**Given records**
━━━━━━━━━━━━━━━━━━━━
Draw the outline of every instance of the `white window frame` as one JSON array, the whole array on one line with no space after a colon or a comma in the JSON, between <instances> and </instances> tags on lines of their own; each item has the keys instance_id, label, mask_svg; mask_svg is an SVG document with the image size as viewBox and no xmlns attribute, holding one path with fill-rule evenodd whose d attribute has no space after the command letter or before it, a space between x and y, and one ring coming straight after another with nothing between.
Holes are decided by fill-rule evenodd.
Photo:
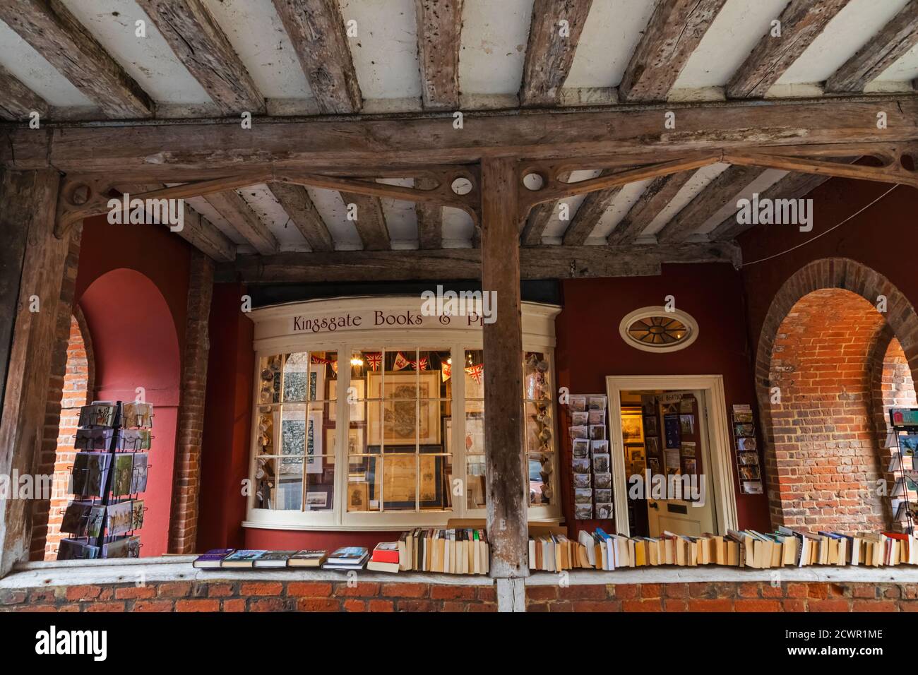
<instances>
[{"instance_id":1,"label":"white window frame","mask_svg":"<svg viewBox=\"0 0 918 675\"><path fill-rule=\"evenodd\" d=\"M258 394L260 388L261 360L265 356L292 352L336 352L340 363L350 364L354 351L392 351L392 350L436 350L449 348L453 363L457 365L453 374L451 414L453 420L462 420L462 424L453 424L451 445L453 448L453 477L465 476L465 378L459 377L465 363L465 350L482 349L482 332L479 328L412 328L407 329L357 329L336 333L284 334L283 322L297 314L328 313L355 314L368 309L385 309L393 312L410 309L418 311L420 298L348 298L330 300L311 300L289 303L253 310L250 316L255 322L255 366L252 384L252 428L250 439L249 478L254 485L256 465L256 439L258 433ZM550 364L550 391L556 386L554 374L554 317L560 308L540 303L521 303L523 353L539 352L544 354ZM519 355L521 363L524 354ZM341 361L343 359L343 362ZM487 365L486 365L487 367ZM348 403L345 392L351 386L351 368L339 368L337 419L346 420ZM523 392L520 392L519 405L523 404ZM531 522L559 522L561 515L561 489L559 474L560 446L557 438L556 405L554 397L548 400L553 419L553 487L554 490L552 504L528 509ZM497 411L499 414L499 411ZM486 411L486 423L488 412ZM490 414L494 414L492 411ZM243 527L283 530L398 530L410 527L443 526L447 521L462 518L485 518L487 510L467 508L466 496L453 496L452 511L442 512L348 512L343 495L346 493L348 472L341 467L348 465L347 433L349 424L340 423L335 429L337 434L335 454L335 478L333 507L328 511L281 511L255 508L255 495L250 490L246 518ZM280 448L274 449L279 454ZM524 463L527 484L529 481L528 456L525 447L521 448ZM304 479L305 474L304 474Z\"/></svg>"}]
</instances>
━━━━━━━━━━━━━━━━━━━━
**Task brief**
Output every line of the rows above as a JSON list of strings, one string per line, with blank lines and the pictures left out.

**Reply to the exercise**
[
  "Draw the outline of every instance of the `white window frame` as one JSON array, the whole array on one line with no space after a colon or a comma in the JSON, between <instances> and </instances> tags on lines of their own; each item has the keys instance_id, label, mask_svg; mask_svg is an SVG document with the image size as viewBox and no xmlns attribute, holding one path with fill-rule evenodd whose d attribute has no space after the command letter or before it, a space between x and y, and one ring coming straight after another with nothing between.",
  "Holes are decided by fill-rule evenodd.",
  "Photo:",
  "<instances>",
  "[{\"instance_id\":1,\"label\":\"white window frame\",\"mask_svg\":\"<svg viewBox=\\\"0 0 918 675\\\"><path fill-rule=\\\"evenodd\\\" d=\\\"M258 394L260 388L261 360L265 356L292 352L336 352L340 363L350 364L354 351L392 351L392 350L436 350L449 348L453 363L457 365L453 374L451 414L453 420L462 420L462 424L453 424L451 445L453 448L453 477L465 476L465 378L459 377L465 363L465 350L482 349L482 332L479 328L412 328L407 329L357 329L336 333L284 334L283 322L297 314L328 313L355 314L368 309L385 309L393 312L410 309L418 311L420 298L348 298L330 300L311 300L289 303L253 310L250 316L255 322L255 366L252 384L252 428L250 439L249 478L254 485L256 465L256 439L258 433ZM550 364L550 391L556 386L554 374L554 317L560 308L540 303L521 303L523 353L539 352L544 354ZM519 355L521 363L524 354ZM341 361L343 359L343 362ZM487 365L486 365L487 367ZM348 403L345 392L351 386L351 368L339 368L337 419L346 420ZM523 392L520 392L519 405L523 404ZM531 522L559 522L561 515L561 489L559 474L560 446L557 438L556 405L554 397L548 400L553 419L553 487L554 490L552 504L528 509ZM497 411L499 414L499 411ZM486 411L486 423L488 412ZM490 414L494 414L492 411ZM243 527L283 530L398 530L410 527L443 526L447 521L462 518L485 518L487 510L467 508L466 496L453 496L452 511L442 512L348 512L343 495L346 493L348 472L341 467L348 465L347 433L349 424L340 423L335 429L337 434L335 454L335 478L333 507L328 511L281 511L255 508L255 495L250 490L246 518ZM280 448L274 449L279 454ZM524 463L527 484L529 481L528 456L525 447L521 448ZM304 479L305 474L304 474Z\\\"/></svg>\"}]",
  "</instances>"
]